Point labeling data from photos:
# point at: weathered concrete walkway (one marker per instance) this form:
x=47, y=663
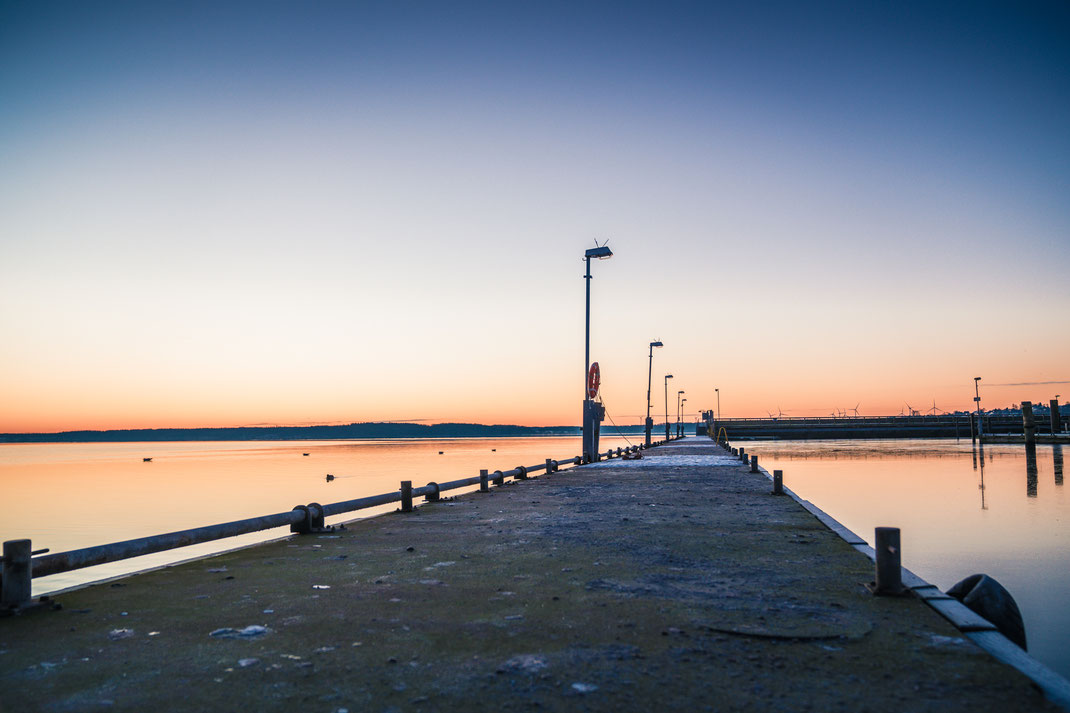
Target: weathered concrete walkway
x=614, y=587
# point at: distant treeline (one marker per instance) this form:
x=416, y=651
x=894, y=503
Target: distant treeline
x=354, y=430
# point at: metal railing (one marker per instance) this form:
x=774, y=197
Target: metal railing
x=19, y=566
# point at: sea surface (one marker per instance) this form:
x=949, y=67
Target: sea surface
x=67, y=496
x=961, y=510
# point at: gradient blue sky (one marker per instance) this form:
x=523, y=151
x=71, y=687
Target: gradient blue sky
x=333, y=212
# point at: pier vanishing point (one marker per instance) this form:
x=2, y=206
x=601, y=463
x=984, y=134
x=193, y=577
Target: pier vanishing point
x=676, y=581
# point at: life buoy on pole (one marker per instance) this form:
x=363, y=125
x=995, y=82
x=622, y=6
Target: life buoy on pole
x=594, y=380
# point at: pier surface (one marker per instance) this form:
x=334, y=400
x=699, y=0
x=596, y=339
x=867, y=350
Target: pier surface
x=673, y=582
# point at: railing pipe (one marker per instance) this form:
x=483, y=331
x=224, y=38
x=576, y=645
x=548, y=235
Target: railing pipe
x=87, y=557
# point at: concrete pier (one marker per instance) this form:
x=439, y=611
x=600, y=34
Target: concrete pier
x=676, y=581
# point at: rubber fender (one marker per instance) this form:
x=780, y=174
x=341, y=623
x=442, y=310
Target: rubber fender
x=986, y=596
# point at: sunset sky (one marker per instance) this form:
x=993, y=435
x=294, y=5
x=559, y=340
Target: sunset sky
x=219, y=214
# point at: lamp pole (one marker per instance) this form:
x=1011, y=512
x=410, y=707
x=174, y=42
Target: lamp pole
x=650, y=373
x=590, y=446
x=678, y=394
x=668, y=376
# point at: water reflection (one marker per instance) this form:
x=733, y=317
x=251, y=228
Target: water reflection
x=1030, y=470
x=1057, y=463
x=981, y=486
x=929, y=488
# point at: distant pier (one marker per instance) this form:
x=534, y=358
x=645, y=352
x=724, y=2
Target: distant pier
x=837, y=427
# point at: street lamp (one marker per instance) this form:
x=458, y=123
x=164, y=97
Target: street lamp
x=678, y=394
x=668, y=376
x=590, y=416
x=650, y=374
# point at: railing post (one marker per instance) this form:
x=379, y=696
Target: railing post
x=889, y=562
x=17, y=574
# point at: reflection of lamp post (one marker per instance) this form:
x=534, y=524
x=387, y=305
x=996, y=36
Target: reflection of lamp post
x=590, y=440
x=668, y=376
x=650, y=374
x=678, y=394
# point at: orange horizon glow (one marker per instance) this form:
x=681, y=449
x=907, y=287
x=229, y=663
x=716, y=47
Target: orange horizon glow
x=994, y=397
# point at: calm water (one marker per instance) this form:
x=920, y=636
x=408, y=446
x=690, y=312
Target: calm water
x=961, y=511
x=1014, y=528
x=65, y=496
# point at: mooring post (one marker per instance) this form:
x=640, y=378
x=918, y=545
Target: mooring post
x=17, y=574
x=433, y=495
x=889, y=562
x=1028, y=425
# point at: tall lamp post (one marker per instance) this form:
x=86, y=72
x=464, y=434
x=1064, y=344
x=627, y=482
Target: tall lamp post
x=590, y=415
x=650, y=374
x=668, y=376
x=678, y=394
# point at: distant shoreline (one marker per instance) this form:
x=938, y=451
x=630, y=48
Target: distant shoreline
x=351, y=431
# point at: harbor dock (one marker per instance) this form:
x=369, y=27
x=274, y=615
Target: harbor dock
x=675, y=581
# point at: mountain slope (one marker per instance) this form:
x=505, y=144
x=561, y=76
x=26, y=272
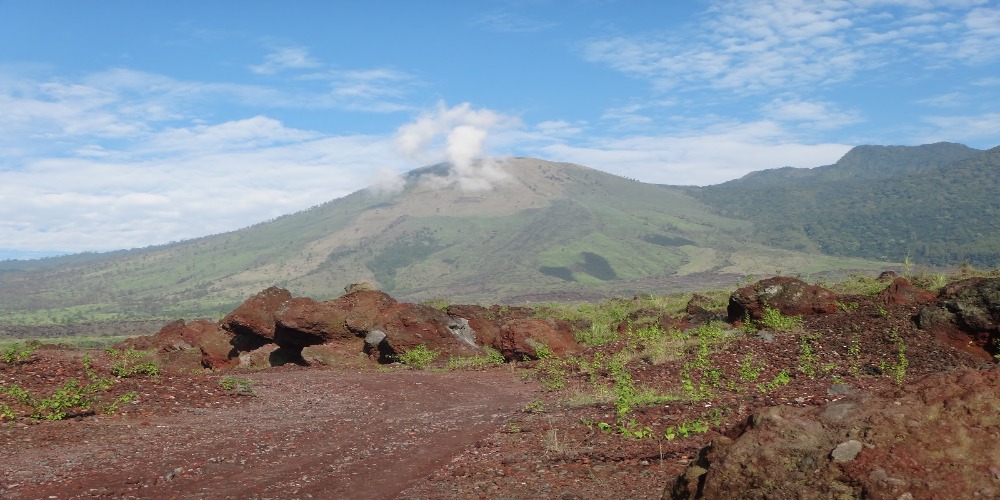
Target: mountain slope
x=548, y=229
x=935, y=204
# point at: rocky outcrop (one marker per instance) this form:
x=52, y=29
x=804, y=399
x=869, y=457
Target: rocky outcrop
x=935, y=438
x=901, y=291
x=966, y=316
x=256, y=315
x=534, y=338
x=700, y=309
x=406, y=326
x=791, y=296
x=185, y=346
x=273, y=328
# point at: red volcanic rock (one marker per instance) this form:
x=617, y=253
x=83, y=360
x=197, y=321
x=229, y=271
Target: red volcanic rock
x=481, y=320
x=189, y=346
x=304, y=321
x=700, y=310
x=256, y=316
x=967, y=316
x=522, y=338
x=901, y=291
x=407, y=326
x=362, y=309
x=934, y=438
x=791, y=296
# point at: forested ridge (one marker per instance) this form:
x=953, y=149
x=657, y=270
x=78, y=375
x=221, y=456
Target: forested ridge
x=935, y=204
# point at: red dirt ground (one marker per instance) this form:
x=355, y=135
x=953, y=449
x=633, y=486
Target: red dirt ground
x=400, y=433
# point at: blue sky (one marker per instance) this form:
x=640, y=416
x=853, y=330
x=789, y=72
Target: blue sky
x=125, y=124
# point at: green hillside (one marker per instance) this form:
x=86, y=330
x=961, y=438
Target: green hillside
x=935, y=204
x=550, y=230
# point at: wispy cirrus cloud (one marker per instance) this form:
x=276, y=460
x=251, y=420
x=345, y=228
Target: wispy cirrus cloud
x=748, y=47
x=507, y=22
x=284, y=58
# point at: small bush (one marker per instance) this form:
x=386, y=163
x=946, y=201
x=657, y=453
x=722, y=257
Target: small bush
x=127, y=363
x=491, y=357
x=772, y=319
x=418, y=357
x=238, y=385
x=16, y=353
x=72, y=398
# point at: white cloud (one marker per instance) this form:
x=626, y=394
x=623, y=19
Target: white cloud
x=725, y=152
x=506, y=22
x=970, y=128
x=285, y=58
x=819, y=115
x=748, y=47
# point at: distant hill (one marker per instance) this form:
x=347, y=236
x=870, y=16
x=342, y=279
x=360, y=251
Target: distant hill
x=550, y=231
x=935, y=204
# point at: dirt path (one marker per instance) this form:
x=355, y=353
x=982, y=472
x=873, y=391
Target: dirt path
x=310, y=433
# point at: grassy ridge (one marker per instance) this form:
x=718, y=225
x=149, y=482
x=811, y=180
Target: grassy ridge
x=551, y=229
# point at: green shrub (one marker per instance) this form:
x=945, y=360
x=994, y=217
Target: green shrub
x=238, y=385
x=16, y=353
x=418, y=357
x=781, y=379
x=72, y=398
x=772, y=319
x=127, y=363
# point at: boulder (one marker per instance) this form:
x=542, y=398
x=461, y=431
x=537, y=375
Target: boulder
x=482, y=320
x=934, y=438
x=791, y=296
x=967, y=316
x=256, y=316
x=188, y=346
x=364, y=286
x=270, y=355
x=523, y=338
x=901, y=291
x=700, y=310
x=304, y=322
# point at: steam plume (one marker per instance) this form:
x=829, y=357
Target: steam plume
x=457, y=135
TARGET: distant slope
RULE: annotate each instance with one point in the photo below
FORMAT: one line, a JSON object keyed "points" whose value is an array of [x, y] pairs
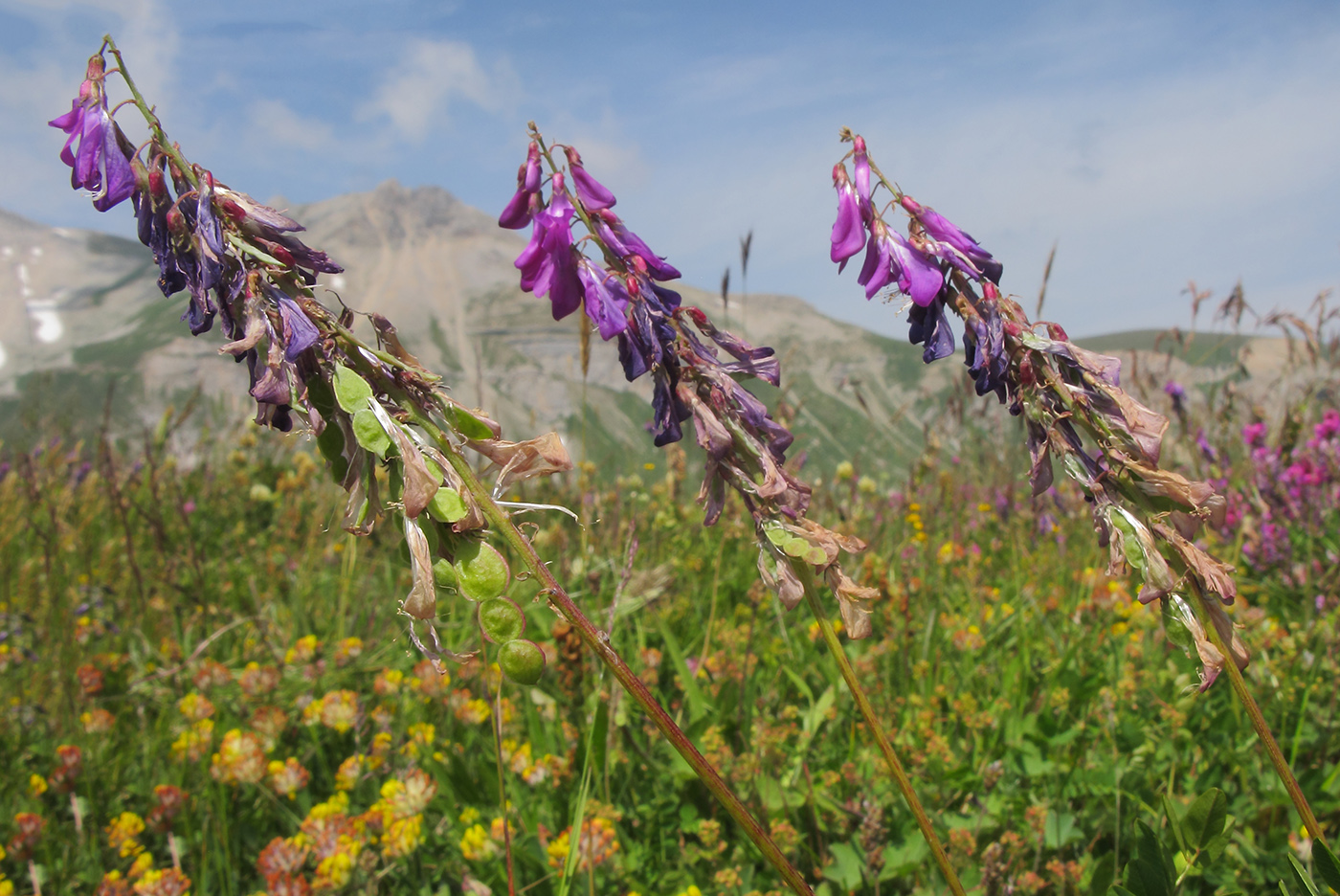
{"points": [[82, 319]]}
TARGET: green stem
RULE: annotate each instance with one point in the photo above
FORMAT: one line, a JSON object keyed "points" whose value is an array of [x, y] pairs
{"points": [[867, 711], [151, 118], [599, 643], [1272, 747]]}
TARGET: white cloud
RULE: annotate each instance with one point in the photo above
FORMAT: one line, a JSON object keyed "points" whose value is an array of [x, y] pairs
{"points": [[418, 91], [277, 123]]}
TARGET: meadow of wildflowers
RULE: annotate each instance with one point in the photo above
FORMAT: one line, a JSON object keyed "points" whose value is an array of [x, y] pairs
{"points": [[208, 691]]}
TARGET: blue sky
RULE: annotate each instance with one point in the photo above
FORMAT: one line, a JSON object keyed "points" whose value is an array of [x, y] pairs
{"points": [[1156, 143]]}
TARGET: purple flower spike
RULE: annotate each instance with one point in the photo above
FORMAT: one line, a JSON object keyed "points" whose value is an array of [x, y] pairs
{"points": [[100, 165], [593, 195], [957, 248], [930, 327], [921, 278], [547, 264], [606, 299], [519, 211], [881, 268], [848, 235], [860, 162], [301, 332], [629, 247]]}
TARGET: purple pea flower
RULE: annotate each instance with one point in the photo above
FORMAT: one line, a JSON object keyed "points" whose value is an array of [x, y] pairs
{"points": [[848, 235], [301, 332], [920, 276], [606, 299], [955, 247], [519, 209], [881, 268], [100, 165], [630, 248], [592, 194], [984, 347], [930, 327], [547, 264]]}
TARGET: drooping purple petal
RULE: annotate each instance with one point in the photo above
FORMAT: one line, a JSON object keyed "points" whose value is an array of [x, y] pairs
{"points": [[630, 247], [593, 195], [921, 278], [947, 232], [520, 209], [301, 332], [930, 327], [606, 299], [848, 234]]}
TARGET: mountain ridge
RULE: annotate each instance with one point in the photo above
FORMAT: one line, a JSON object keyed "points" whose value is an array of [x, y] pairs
{"points": [[441, 271]]}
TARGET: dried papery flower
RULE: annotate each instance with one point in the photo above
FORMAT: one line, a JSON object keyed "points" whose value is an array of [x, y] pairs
{"points": [[368, 405], [696, 369], [1074, 405]]}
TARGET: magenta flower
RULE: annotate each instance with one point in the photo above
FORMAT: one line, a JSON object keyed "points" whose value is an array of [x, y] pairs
{"points": [[848, 235], [630, 248], [953, 245], [100, 164], [606, 299], [546, 262], [520, 209], [921, 278], [592, 194]]}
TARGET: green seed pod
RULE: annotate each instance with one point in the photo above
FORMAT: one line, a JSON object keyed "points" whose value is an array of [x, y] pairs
{"points": [[444, 573], [481, 572], [446, 505], [370, 433], [522, 661], [502, 620]]}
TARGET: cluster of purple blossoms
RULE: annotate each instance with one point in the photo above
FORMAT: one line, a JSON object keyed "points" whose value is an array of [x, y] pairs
{"points": [[693, 365], [200, 232], [100, 164], [1295, 487], [921, 265]]}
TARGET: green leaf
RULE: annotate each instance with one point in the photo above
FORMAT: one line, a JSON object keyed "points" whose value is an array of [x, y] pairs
{"points": [[331, 445], [1174, 824], [351, 390], [1151, 872], [321, 396], [1105, 872], [1300, 876], [469, 425], [1326, 864], [370, 435], [904, 860], [1205, 818]]}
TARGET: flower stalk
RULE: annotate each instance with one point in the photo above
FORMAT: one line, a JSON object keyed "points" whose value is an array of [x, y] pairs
{"points": [[368, 406], [1272, 748], [599, 643], [1075, 410]]}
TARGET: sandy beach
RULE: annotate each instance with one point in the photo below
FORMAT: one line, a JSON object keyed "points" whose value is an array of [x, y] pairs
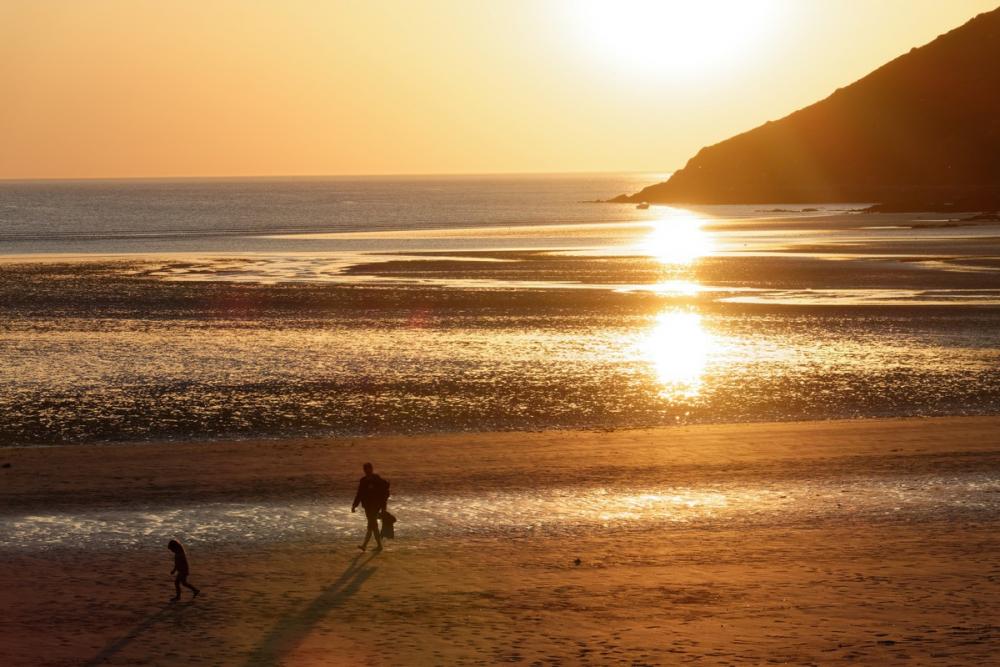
{"points": [[872, 541]]}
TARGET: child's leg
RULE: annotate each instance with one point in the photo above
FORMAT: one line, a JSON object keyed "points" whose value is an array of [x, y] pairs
{"points": [[184, 582]]}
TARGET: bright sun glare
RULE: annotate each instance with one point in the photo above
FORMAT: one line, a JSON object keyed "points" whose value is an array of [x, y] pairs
{"points": [[676, 238], [678, 347], [673, 37]]}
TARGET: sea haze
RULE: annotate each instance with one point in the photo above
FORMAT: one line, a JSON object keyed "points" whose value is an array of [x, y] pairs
{"points": [[158, 310]]}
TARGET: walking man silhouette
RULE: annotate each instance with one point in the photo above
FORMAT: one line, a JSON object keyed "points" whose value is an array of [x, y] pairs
{"points": [[373, 493]]}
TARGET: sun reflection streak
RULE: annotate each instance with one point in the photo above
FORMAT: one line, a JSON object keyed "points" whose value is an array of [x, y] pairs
{"points": [[677, 238], [678, 347]]}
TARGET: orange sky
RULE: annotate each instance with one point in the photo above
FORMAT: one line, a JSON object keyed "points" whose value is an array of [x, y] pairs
{"points": [[134, 88]]}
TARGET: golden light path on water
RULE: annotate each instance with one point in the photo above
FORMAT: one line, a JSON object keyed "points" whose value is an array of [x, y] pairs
{"points": [[678, 345], [677, 238]]}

Task description: Convert the lines from the one containing "TARGET: golden light path on water" through the last line into a two-column CSV with the columns text and answer. Put each text and its answer on one row, with each field quoted and its line breaks changed to spaces.

Response:
text,answer
"TARGET: golden light path on water RULE: annotate each instance with one point in the photo above FORMAT: one line, a JSON object keyed ""points"" whose value is an array of [x, y] pairs","{""points"": [[678, 345], [677, 238]]}"